B 30 MARC 10,46b-52 (12)

Chimay : 24.10.2021

« Poussez des cris de joie… Faites retentir vos louanges et criez tous… » (Jr 31,7). Frères et sœurs, voilà de belles paroles qui sont porteuses de joie. Et pourtant, le prophète Jérémie se trouve devant des gens qui ont tout perdu quand il prononce ces paroles. Le vainqueur de Babylone les a emmenés en déportation sur une terre étrangère. Pour eux, c’est un grand malheur. Or c’est à ce moment-là que le prophète s’adresse à eux pour raviver leur espérance. Il leur rappelle que Dieu n’abandonne jamais son peuple quelles que soient ses bêtises. Il invite ces exilés à tenir bon dans la foi ; un jour, Dieu les délivrera ; il les ramènera sur leur terre. Malgré les apparences, dit Dieu : « Je les conduis vers les cours d’eau par un droit chemin où ils ne trébucheront pas. Car je suis un père... » (Jr 31,9). Ce sera un jour de grande joie, car le retour de ce peuple sera celui d’une nation réconciliée, dont tous les membres seront pris en compte. Parmi ceux qui reviennent dans leur patrie, il y a les plus faibles. Eux aussi sont attendus, accueillis ; ils ont leur place dans la société voulue par Dieu.

▸ **Données fournies**:
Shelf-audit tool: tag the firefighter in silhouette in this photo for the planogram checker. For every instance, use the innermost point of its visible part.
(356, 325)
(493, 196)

▸ **Consigne**: D'après le texte du document, qui a emmené en déportation les gens devant lesquels se trouve le prophète Jérémie ? Seul le texte du document sert de source.

▸ **Réponse attendue**: Le vainqueur de Babylone.